┌────────

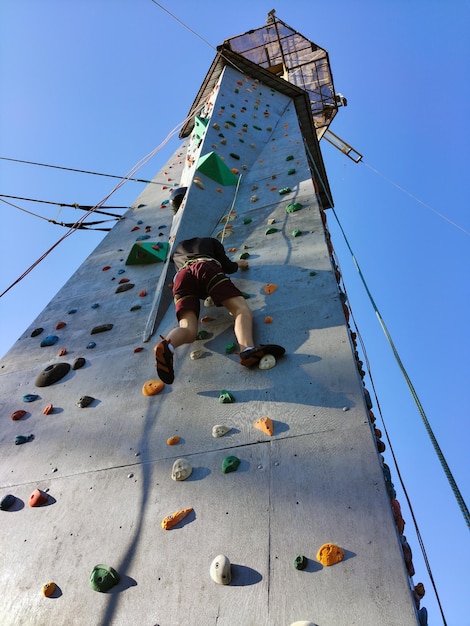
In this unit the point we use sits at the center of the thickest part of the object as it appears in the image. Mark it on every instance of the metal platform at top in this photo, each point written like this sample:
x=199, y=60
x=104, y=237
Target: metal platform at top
x=286, y=53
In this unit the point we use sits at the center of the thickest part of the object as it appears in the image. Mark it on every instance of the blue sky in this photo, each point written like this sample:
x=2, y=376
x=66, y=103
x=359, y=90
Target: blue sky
x=96, y=85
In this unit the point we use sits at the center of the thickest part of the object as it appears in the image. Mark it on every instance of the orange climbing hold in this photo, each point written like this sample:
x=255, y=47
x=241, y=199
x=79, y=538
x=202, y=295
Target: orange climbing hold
x=265, y=425
x=269, y=288
x=152, y=387
x=38, y=498
x=171, y=520
x=329, y=554
x=172, y=441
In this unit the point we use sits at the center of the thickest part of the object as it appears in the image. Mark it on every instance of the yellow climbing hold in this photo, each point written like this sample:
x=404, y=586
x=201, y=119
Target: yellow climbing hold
x=265, y=425
x=152, y=387
x=329, y=554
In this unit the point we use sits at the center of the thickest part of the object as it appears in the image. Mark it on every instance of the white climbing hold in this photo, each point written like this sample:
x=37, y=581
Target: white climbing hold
x=220, y=570
x=181, y=469
x=220, y=430
x=267, y=362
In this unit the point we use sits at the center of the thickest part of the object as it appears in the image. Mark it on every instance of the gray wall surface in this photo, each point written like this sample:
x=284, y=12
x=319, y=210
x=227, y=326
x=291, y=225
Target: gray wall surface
x=107, y=468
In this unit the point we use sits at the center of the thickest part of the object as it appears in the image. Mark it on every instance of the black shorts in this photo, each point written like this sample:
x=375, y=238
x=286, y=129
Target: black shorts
x=197, y=281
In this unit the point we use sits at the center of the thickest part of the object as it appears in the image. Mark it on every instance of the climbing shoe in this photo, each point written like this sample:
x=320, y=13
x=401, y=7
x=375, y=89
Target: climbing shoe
x=251, y=357
x=164, y=364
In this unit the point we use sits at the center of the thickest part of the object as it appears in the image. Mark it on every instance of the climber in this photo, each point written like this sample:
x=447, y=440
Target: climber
x=201, y=264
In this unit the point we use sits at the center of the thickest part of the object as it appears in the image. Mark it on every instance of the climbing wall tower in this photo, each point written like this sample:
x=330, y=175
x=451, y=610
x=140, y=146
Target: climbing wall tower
x=304, y=525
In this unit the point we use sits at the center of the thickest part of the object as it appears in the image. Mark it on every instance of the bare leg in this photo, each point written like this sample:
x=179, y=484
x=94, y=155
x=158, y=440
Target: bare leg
x=186, y=332
x=243, y=326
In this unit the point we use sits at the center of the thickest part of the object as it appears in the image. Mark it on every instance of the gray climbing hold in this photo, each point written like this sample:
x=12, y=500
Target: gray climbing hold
x=52, y=374
x=101, y=329
x=221, y=570
x=50, y=340
x=78, y=363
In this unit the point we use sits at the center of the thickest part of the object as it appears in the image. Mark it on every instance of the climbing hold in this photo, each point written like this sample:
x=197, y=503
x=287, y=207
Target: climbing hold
x=38, y=498
x=220, y=430
x=265, y=424
x=220, y=570
x=48, y=589
x=171, y=520
x=7, y=502
x=103, y=578
x=101, y=329
x=52, y=374
x=300, y=562
x=230, y=464
x=196, y=354
x=172, y=441
x=181, y=469
x=17, y=415
x=225, y=397
x=267, y=362
x=293, y=207
x=269, y=288
x=125, y=287
x=50, y=340
x=30, y=397
x=78, y=363
x=329, y=554
x=152, y=387
x=84, y=401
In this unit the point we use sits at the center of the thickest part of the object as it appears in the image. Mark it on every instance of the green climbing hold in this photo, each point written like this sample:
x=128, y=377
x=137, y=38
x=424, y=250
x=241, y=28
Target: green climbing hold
x=230, y=348
x=230, y=464
x=103, y=578
x=213, y=167
x=225, y=397
x=292, y=208
x=145, y=252
x=52, y=374
x=300, y=562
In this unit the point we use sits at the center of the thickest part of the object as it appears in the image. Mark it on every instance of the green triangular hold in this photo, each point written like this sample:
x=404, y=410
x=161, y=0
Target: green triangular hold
x=145, y=252
x=200, y=124
x=213, y=167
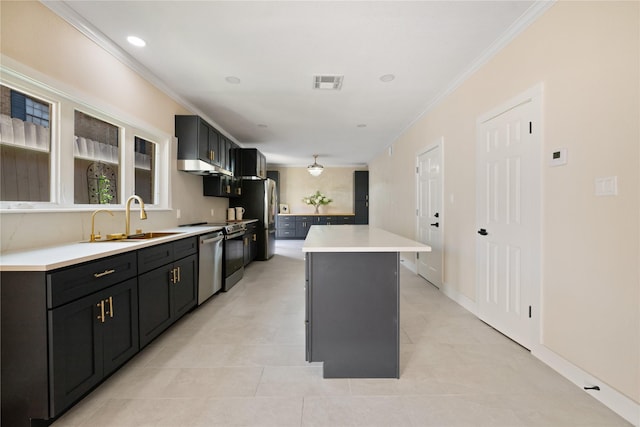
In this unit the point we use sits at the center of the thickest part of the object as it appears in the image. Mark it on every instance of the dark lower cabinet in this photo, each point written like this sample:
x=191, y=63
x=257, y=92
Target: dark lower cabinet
x=297, y=226
x=361, y=196
x=89, y=339
x=63, y=331
x=166, y=294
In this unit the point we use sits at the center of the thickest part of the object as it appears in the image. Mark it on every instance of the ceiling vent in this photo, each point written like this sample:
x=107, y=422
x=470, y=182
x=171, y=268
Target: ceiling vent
x=327, y=82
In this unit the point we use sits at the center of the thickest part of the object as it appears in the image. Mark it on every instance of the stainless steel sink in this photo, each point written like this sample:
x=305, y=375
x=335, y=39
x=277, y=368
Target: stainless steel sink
x=120, y=237
x=152, y=235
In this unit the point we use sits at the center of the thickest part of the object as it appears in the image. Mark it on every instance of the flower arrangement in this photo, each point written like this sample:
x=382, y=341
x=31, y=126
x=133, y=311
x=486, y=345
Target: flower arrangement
x=317, y=200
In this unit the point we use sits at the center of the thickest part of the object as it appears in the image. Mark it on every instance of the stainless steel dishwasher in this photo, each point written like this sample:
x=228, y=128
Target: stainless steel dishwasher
x=210, y=265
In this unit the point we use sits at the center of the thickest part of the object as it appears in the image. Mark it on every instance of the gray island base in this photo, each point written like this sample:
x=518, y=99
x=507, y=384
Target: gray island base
x=352, y=300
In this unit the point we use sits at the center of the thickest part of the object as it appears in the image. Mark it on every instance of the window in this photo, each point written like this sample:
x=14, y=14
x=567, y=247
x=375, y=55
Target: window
x=57, y=153
x=96, y=160
x=144, y=162
x=25, y=141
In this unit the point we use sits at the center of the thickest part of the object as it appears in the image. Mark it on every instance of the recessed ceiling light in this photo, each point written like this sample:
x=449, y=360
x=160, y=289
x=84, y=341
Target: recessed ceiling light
x=136, y=41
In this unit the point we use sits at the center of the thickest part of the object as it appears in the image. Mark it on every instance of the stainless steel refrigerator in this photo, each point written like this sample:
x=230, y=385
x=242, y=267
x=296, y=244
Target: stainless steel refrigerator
x=260, y=201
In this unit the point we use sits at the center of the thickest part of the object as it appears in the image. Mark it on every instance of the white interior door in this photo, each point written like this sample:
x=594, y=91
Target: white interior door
x=430, y=213
x=508, y=217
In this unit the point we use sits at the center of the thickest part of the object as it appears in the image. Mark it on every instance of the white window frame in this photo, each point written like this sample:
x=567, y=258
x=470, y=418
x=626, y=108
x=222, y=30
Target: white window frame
x=63, y=106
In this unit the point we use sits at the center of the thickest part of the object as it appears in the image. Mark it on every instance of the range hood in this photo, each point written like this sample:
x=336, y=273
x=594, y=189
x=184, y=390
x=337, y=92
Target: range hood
x=199, y=167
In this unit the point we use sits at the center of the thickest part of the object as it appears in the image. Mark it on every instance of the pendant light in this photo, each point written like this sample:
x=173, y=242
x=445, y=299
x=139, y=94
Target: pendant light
x=315, y=169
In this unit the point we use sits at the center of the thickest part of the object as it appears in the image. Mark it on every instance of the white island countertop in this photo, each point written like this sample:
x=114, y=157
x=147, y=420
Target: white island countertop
x=358, y=238
x=50, y=258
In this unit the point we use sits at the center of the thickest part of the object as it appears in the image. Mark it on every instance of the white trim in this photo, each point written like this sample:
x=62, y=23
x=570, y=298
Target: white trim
x=531, y=15
x=65, y=12
x=533, y=95
x=611, y=398
x=438, y=144
x=64, y=101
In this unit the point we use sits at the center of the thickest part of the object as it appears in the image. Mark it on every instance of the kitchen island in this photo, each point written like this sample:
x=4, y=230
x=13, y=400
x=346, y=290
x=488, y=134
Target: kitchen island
x=352, y=299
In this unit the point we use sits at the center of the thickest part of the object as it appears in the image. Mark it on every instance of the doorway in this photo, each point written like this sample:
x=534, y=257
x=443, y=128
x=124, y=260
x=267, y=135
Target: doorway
x=429, y=212
x=508, y=215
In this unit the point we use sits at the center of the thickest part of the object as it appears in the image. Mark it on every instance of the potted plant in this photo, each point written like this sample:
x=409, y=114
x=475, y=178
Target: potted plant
x=316, y=200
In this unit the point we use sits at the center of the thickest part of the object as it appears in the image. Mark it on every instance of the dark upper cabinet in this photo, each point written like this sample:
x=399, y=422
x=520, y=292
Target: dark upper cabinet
x=361, y=196
x=250, y=163
x=214, y=146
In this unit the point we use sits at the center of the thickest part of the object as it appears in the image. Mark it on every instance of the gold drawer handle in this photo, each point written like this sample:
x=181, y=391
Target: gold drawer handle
x=104, y=273
x=101, y=315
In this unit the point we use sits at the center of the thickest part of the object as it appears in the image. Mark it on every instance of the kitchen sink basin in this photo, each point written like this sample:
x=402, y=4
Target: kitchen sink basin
x=152, y=235
x=120, y=237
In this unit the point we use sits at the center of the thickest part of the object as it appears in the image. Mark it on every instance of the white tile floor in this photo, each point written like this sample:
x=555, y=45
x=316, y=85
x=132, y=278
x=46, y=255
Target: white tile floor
x=238, y=360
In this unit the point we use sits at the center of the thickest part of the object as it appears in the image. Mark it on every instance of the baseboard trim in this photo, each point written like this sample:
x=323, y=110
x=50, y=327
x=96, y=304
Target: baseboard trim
x=611, y=398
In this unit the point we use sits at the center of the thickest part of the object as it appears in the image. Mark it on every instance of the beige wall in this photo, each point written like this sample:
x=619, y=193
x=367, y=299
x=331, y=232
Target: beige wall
x=335, y=183
x=52, y=50
x=586, y=54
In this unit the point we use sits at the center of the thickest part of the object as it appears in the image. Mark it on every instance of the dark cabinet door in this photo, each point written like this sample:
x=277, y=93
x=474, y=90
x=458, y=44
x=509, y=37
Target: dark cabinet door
x=75, y=343
x=203, y=141
x=121, y=321
x=302, y=226
x=183, y=288
x=214, y=146
x=253, y=245
x=89, y=338
x=361, y=208
x=165, y=295
x=154, y=295
x=361, y=185
x=361, y=196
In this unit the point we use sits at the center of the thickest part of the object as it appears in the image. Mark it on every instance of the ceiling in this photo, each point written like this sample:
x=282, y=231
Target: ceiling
x=249, y=67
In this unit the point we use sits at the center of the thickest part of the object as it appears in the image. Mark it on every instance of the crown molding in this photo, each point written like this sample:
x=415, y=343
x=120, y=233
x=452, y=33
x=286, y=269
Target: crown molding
x=73, y=18
x=527, y=18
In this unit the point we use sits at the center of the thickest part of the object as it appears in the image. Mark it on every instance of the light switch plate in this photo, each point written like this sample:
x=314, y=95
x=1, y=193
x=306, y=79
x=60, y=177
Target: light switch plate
x=607, y=186
x=558, y=157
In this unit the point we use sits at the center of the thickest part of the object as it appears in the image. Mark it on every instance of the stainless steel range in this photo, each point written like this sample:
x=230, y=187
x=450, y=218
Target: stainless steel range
x=233, y=251
x=233, y=269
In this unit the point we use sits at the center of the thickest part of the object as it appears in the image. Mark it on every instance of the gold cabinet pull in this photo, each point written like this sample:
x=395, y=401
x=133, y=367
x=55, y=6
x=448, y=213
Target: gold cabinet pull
x=104, y=273
x=101, y=315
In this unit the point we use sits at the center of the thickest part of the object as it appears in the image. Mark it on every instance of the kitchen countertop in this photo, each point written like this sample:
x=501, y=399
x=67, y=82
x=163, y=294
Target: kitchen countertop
x=358, y=238
x=50, y=258
x=315, y=214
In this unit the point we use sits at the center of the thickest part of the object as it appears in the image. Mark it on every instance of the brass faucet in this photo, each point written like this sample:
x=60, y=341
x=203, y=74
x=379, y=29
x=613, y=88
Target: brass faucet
x=143, y=214
x=94, y=236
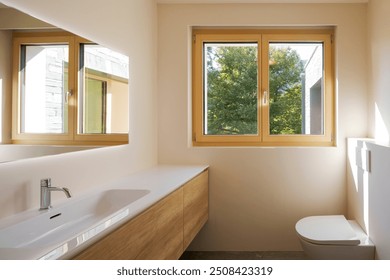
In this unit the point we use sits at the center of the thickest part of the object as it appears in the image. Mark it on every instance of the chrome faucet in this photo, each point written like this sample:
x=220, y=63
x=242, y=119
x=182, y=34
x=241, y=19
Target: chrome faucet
x=46, y=190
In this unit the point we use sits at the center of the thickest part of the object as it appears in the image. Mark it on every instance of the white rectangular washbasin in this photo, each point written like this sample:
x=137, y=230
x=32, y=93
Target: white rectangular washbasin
x=52, y=233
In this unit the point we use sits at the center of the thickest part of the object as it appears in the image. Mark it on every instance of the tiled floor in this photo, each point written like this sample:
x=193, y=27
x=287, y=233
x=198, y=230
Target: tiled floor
x=241, y=255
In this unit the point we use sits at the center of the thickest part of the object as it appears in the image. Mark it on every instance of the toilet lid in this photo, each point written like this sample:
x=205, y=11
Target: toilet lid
x=327, y=230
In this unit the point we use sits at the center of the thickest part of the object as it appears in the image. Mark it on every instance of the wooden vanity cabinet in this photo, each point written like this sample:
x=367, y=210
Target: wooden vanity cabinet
x=163, y=231
x=196, y=206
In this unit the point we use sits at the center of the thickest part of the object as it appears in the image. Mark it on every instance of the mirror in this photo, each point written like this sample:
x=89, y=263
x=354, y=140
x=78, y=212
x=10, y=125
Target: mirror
x=46, y=93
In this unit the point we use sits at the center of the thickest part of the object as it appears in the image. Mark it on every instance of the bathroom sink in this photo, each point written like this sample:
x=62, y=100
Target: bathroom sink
x=52, y=233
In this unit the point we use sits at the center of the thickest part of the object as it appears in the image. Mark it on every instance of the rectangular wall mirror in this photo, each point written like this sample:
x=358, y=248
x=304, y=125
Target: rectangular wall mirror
x=68, y=93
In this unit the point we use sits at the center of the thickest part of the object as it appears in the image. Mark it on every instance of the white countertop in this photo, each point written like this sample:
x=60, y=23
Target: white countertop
x=160, y=180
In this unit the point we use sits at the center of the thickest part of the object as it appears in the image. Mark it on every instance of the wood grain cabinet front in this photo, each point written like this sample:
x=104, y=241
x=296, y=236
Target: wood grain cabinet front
x=163, y=231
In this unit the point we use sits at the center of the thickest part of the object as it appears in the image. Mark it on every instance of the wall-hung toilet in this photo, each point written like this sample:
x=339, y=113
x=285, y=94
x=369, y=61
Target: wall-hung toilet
x=334, y=238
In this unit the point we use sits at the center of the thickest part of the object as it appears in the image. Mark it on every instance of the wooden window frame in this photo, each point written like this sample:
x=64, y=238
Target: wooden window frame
x=72, y=136
x=263, y=37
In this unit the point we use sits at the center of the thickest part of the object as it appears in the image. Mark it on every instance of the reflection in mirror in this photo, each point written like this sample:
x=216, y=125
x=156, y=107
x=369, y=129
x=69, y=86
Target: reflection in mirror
x=103, y=87
x=44, y=80
x=97, y=100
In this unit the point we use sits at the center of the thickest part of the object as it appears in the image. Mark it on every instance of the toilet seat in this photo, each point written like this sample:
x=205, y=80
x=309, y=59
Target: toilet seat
x=327, y=230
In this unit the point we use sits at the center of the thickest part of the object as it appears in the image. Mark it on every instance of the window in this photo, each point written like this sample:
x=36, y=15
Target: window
x=68, y=91
x=263, y=87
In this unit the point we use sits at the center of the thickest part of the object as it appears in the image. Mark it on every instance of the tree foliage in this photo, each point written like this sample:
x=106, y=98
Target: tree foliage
x=232, y=76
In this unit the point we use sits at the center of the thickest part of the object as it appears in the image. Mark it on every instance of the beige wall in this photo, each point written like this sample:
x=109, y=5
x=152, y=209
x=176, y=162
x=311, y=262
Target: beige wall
x=368, y=191
x=258, y=194
x=129, y=27
x=5, y=86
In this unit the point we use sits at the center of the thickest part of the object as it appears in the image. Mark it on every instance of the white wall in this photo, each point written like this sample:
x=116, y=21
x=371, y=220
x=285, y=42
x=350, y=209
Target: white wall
x=368, y=192
x=258, y=194
x=379, y=56
x=126, y=26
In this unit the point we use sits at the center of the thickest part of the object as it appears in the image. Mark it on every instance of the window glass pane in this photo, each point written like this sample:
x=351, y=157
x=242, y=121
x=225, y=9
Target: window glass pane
x=104, y=101
x=296, y=88
x=230, y=89
x=44, y=84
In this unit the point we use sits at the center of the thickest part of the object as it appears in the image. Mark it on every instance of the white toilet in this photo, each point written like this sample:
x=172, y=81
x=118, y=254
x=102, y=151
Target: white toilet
x=334, y=238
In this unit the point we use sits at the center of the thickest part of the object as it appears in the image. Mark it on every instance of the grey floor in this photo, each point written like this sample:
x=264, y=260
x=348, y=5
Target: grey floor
x=213, y=255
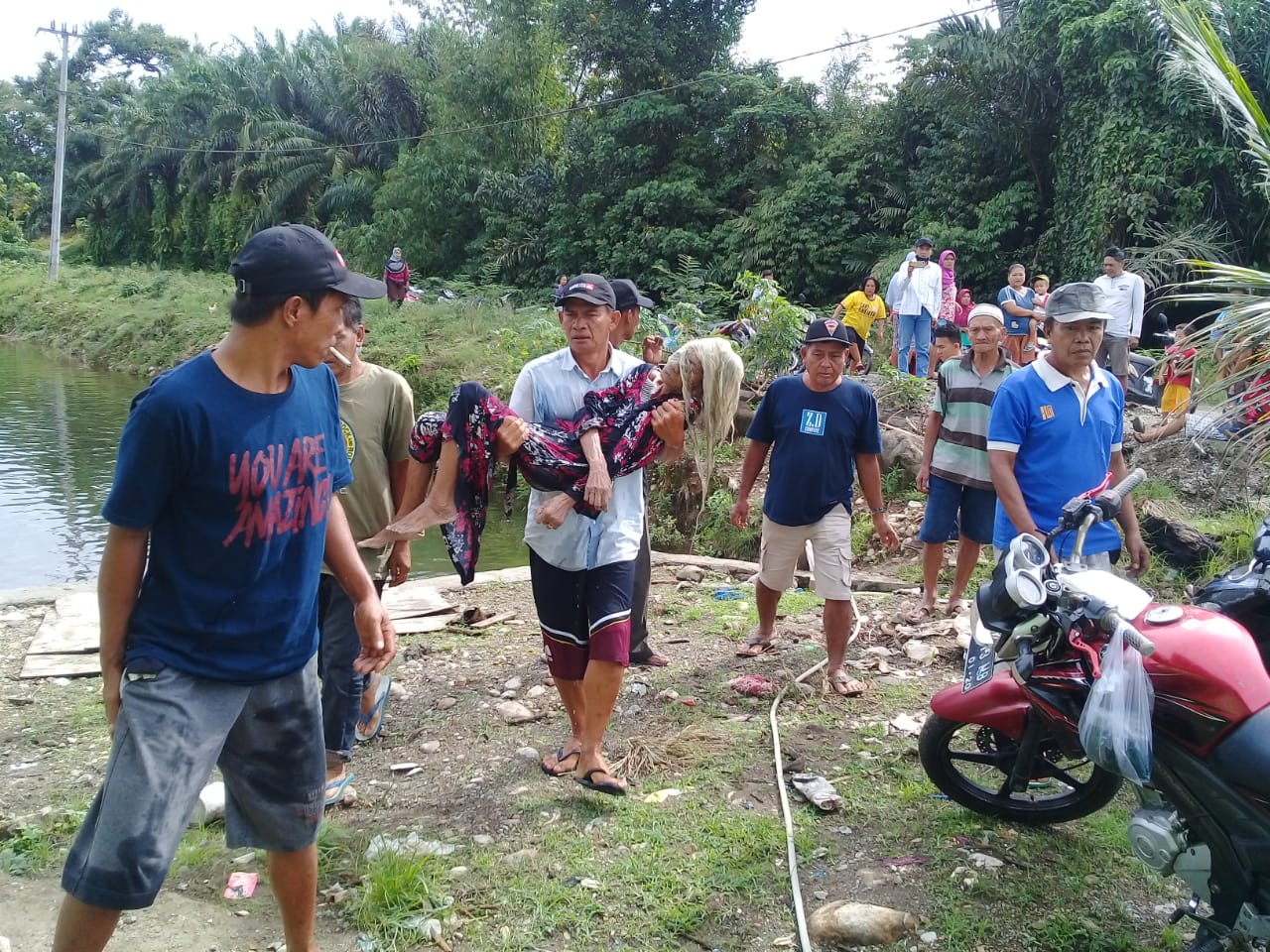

└────────

Goal.
List every line of the listing above that contains the string "ceiling", copying each line in full. Count only matches with the same capitalization.

Answer to this exercise.
In this unit the point we use sits at the center of the thickest part of the object as it appears in the image. Mark it on every instance of the ceiling vent in this photo, each point written like this sample:
Target: ceiling vent
In this unit the point we use sits at the center of the thickest part of the object as it appears in the image. Mark it on every instance of the recessed ceiling light in this photo, each point written like this sample:
Target: recessed ceiling light
In this unit the point we use sits at the center of the thickest part of the object as it appears in the image. Mark it on every instance of the ceiling in this photo, each point written like this sample:
Target: ceiling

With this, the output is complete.